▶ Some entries
--- --- ---

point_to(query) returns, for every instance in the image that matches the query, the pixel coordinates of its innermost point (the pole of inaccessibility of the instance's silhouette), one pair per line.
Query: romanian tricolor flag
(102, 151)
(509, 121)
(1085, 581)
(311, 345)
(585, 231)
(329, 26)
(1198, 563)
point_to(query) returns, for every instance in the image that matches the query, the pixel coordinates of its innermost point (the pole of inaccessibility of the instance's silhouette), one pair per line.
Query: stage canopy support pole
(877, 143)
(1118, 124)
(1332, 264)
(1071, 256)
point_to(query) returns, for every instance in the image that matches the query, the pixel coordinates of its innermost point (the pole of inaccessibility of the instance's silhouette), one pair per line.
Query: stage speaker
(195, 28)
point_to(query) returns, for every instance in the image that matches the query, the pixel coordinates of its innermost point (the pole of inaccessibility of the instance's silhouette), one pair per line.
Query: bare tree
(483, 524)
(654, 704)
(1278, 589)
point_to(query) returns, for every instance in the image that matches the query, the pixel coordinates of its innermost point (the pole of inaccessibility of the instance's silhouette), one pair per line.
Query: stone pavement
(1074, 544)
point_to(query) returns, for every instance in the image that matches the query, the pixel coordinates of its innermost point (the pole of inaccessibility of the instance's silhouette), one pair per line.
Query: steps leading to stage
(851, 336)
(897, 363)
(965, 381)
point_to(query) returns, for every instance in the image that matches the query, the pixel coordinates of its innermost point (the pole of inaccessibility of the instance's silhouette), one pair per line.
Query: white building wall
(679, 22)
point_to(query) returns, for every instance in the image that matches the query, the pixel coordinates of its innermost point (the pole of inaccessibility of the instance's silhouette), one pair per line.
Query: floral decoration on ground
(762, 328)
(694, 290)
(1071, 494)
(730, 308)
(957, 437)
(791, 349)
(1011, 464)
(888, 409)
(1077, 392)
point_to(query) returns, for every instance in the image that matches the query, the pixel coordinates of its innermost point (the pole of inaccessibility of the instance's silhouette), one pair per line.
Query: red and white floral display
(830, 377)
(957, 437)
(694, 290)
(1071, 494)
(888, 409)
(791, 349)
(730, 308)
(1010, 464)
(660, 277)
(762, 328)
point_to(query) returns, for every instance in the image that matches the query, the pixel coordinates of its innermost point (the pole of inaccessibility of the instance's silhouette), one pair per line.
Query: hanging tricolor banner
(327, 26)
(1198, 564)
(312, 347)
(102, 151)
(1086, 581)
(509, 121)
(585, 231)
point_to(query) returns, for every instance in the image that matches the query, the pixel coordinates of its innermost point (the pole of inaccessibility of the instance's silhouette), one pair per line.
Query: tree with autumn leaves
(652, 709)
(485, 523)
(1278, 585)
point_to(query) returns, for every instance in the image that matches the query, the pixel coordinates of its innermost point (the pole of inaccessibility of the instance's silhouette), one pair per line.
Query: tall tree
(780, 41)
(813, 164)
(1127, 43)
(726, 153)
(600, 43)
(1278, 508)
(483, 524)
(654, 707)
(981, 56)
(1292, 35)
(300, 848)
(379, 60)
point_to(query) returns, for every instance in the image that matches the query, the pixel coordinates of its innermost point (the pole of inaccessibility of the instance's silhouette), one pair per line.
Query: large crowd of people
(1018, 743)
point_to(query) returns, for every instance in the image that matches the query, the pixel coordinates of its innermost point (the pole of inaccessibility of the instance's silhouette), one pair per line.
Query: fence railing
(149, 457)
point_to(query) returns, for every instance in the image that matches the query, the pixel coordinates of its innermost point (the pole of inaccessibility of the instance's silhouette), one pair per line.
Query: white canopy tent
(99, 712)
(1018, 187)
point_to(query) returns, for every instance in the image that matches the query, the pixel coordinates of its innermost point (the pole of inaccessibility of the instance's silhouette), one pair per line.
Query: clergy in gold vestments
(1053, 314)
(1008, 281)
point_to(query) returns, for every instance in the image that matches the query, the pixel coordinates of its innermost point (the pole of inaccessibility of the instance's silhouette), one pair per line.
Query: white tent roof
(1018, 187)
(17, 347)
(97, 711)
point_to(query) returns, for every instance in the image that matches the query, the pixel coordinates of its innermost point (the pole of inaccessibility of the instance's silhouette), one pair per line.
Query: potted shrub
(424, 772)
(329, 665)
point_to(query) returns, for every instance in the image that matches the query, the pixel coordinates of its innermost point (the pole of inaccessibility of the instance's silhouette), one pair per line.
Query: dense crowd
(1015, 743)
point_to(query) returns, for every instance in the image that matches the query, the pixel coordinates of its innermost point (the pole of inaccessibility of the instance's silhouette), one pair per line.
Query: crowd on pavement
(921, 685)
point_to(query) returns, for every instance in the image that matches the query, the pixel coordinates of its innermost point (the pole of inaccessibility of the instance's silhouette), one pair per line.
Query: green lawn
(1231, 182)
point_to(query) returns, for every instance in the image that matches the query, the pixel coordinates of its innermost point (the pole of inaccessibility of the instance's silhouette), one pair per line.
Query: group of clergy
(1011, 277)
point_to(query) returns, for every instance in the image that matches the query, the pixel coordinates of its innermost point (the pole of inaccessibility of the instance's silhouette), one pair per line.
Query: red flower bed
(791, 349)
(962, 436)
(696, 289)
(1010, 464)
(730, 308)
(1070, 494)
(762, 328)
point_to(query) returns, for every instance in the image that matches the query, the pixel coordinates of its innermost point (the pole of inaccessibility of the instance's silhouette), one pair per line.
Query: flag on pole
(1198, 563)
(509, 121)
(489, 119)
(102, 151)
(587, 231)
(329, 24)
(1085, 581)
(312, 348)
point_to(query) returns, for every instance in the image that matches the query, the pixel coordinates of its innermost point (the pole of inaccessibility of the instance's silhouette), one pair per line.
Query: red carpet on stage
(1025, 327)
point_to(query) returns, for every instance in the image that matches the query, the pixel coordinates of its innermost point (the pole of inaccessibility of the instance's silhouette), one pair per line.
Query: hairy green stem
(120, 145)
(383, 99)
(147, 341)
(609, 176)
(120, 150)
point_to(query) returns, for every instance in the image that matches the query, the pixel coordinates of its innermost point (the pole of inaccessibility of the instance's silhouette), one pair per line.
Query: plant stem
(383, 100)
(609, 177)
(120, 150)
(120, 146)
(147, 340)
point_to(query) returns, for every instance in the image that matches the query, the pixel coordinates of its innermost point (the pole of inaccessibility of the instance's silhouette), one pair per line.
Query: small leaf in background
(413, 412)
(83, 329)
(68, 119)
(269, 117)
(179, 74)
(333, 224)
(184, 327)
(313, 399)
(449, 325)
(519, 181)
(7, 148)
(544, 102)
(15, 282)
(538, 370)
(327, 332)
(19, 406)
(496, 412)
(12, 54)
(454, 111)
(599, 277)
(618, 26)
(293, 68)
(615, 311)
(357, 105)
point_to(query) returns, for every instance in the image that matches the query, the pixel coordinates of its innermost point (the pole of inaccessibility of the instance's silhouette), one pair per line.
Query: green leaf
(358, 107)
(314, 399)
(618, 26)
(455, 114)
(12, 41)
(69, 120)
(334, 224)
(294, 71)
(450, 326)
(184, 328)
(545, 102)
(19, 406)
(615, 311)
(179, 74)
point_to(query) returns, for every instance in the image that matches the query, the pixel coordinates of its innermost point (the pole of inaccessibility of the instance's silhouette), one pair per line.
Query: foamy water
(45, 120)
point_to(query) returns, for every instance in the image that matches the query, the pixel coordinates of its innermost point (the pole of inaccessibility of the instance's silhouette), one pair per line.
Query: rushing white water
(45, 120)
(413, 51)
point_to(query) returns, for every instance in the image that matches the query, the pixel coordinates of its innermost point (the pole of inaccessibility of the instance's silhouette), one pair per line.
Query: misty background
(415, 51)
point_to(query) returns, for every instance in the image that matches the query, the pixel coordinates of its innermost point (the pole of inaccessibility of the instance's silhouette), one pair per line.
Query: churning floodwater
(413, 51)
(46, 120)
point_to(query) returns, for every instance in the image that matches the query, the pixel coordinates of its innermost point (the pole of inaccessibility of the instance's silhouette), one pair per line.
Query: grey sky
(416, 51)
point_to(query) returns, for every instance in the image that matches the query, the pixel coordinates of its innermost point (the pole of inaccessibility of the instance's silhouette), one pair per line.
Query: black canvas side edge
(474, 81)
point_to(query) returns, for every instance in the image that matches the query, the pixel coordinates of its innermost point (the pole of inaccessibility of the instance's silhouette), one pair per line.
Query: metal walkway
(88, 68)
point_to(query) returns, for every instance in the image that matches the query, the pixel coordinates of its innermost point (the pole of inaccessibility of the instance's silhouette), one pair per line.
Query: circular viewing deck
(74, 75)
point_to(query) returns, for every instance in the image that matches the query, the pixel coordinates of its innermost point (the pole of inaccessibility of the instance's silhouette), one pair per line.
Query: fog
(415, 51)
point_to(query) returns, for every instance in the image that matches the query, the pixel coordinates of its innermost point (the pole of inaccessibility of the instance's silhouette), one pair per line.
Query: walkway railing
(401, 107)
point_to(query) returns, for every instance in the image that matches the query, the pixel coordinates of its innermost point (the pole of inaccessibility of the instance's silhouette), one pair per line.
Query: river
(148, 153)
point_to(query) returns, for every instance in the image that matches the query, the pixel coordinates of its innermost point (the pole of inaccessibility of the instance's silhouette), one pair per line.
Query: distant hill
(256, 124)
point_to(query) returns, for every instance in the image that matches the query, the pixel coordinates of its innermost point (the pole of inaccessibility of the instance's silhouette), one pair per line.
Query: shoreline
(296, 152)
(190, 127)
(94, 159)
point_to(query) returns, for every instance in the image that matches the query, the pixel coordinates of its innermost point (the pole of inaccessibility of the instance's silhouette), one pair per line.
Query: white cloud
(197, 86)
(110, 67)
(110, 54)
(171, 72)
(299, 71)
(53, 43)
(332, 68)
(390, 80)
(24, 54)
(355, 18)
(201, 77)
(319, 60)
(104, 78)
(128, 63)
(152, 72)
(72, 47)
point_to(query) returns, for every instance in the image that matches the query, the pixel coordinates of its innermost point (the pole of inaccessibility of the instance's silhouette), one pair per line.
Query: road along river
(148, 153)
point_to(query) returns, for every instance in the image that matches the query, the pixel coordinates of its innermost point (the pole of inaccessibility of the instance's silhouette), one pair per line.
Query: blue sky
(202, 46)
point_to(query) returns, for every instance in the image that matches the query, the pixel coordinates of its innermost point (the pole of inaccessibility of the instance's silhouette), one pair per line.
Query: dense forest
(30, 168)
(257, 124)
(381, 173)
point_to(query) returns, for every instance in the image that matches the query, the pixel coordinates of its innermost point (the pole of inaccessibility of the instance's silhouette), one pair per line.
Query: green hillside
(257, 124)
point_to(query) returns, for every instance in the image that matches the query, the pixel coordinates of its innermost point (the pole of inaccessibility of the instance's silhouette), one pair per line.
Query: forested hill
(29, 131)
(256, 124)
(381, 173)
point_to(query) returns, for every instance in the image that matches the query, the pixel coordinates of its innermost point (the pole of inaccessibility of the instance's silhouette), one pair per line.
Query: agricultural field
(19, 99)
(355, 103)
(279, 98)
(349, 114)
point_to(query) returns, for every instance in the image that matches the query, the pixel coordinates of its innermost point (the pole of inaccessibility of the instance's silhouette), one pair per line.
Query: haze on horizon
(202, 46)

--- --- ---

▶ Exercise directions
List every line in the entries above that contains the word "green".

▶ Completed task
Query: green lawn
Query: hairy green stem
Query: green leaf
Query: green hillside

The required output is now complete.